O Supremo Tribunal Federal (STF) terá em breve uma boa oportunidade para voltar atrás e desfazer o equívoco que cometeu no dia 10 passado, quando decidiu que a competência para julgar as contas dos prefeitos é exclusiva das Câmaras Municipais
O Supremo Tribunal Federal (STF) terá em breve uma boa oportunidade para voltar atrás e desfazer o equívoco que cometeu no dia 10 passado, quando decidiu que a competência para julgar as contas dos prefeitos é exclusiva das Câmaras Municipais. Espera-se que, quando vier a apreciar o embargo de declaração a ser impetrado pelo Movimento de Combate à Corrupção Eleitoral para contestar essa decisão, o STF aproveite a chance e reconheça que não deveria ter comprometido dessa maneira os efeitos da Lei da Ficha Limpa, dando a gestores comprovadamente irresponsáveis o aval legal para que disputem eleições.

◆ Instruções e requisitos:
Escreva a continuação do texto sobre a decisão do STF acerca das contas dos prefeitos, começando logo depois da última frase apresentada.

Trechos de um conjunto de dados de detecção

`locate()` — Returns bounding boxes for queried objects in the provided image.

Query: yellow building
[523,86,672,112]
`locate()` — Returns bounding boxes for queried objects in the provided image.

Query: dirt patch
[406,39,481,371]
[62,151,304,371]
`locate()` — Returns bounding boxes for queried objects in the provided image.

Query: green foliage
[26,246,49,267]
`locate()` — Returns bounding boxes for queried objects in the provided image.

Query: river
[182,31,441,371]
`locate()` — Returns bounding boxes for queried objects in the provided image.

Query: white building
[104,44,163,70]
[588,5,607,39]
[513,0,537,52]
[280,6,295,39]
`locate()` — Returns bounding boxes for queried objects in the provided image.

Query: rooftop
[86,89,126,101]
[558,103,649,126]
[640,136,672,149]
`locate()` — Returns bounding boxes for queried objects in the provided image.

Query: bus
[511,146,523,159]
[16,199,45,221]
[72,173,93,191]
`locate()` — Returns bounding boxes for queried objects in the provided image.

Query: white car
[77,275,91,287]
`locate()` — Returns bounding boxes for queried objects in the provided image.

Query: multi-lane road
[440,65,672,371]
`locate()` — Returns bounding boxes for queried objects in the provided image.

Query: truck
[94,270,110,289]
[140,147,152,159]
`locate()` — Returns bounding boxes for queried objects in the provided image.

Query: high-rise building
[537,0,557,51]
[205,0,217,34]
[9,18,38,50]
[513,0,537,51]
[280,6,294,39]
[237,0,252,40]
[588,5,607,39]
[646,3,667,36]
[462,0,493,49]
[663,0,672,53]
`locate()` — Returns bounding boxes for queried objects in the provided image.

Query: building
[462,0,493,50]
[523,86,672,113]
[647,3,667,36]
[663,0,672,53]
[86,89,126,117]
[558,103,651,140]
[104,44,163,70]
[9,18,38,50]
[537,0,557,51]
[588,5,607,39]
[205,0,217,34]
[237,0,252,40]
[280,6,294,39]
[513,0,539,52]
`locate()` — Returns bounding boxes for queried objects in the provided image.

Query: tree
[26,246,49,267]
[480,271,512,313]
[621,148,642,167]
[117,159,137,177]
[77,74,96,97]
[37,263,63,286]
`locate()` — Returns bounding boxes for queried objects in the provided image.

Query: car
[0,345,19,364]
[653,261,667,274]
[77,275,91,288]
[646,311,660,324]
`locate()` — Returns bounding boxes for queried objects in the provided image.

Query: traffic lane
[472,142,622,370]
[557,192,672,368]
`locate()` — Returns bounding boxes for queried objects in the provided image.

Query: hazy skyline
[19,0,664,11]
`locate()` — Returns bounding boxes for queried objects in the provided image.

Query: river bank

---

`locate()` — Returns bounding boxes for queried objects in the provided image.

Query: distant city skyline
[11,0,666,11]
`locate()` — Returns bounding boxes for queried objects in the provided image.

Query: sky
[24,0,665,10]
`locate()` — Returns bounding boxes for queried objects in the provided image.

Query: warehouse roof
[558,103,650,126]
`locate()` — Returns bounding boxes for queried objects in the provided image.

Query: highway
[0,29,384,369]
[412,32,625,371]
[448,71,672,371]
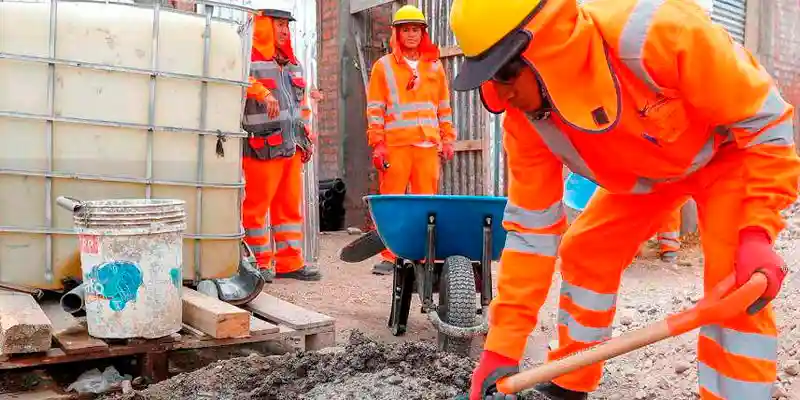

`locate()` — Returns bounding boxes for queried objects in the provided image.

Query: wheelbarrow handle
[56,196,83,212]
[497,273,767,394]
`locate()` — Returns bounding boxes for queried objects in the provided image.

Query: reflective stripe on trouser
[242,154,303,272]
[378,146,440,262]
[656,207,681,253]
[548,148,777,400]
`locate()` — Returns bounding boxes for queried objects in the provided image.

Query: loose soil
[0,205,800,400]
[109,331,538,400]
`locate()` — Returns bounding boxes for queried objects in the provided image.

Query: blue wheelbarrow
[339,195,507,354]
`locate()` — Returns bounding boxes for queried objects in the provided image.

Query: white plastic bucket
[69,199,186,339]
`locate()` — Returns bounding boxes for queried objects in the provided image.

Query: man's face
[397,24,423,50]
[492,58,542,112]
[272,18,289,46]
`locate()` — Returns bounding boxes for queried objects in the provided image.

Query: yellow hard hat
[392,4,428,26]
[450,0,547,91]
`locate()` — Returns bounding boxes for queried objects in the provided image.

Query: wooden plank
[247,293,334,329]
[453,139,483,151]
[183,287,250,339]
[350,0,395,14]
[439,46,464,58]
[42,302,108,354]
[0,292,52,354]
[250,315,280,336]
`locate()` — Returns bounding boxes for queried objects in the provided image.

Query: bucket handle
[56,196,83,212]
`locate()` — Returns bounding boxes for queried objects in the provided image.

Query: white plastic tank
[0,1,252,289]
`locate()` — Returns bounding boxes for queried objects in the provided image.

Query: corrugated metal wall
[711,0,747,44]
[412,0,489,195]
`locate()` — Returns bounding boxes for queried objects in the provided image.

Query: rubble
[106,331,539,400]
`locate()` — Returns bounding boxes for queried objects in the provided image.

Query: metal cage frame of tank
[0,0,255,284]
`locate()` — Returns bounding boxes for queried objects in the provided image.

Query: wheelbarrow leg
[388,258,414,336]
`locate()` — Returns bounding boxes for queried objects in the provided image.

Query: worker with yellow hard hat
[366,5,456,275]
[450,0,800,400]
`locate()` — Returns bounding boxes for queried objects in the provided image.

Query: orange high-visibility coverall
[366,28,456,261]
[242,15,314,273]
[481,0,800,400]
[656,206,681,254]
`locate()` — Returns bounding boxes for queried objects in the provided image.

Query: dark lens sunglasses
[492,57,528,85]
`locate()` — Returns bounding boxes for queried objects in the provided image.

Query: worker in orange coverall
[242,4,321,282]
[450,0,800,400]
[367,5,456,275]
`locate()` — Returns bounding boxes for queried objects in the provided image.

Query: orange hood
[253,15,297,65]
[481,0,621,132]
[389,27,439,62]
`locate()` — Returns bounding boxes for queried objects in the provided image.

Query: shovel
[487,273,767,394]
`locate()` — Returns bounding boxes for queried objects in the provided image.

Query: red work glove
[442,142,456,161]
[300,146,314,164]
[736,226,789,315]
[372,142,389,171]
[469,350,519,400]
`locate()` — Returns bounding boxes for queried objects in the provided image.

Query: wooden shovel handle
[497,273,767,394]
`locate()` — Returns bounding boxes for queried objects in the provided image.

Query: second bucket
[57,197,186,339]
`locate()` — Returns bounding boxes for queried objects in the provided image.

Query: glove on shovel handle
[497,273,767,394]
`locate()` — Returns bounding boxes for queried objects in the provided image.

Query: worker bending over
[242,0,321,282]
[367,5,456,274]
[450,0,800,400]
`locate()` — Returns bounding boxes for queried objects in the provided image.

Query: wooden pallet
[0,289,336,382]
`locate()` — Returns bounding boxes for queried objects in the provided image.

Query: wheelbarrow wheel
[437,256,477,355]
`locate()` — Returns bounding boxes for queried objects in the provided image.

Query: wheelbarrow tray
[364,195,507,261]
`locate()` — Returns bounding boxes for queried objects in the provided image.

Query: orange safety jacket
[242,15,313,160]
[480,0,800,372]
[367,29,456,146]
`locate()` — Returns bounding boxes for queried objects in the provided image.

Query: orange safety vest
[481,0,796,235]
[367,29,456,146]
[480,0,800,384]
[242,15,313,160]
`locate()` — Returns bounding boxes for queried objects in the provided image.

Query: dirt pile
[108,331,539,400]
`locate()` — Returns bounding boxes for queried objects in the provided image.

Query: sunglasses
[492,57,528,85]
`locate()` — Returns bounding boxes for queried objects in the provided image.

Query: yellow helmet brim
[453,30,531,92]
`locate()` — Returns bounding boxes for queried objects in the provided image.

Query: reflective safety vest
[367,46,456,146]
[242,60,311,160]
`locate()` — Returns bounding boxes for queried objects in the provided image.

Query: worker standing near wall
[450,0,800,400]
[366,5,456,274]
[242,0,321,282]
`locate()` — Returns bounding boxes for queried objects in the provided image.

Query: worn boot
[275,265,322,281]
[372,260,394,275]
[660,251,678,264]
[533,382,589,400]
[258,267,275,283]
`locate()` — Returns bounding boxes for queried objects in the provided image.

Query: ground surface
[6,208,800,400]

◆ Resposta ao problema:
Por 6 votos a 5, o Supremo, ao julgar dois recursos extraordinários, entendeu que os Tribunais de Contas devem desempenhar a função de meros auxiliares do Poder Legislativo, fornecendo-lhe pareceres opinativos sobre as contas dos prefeitos. Em seu voto, o ministro Ricardo Lewandowski, presidente do STF, entendeu que somente os vereadores têm a prerrogativa de julgar o administrador municipal, pois detêm mandato obtido nas urnas.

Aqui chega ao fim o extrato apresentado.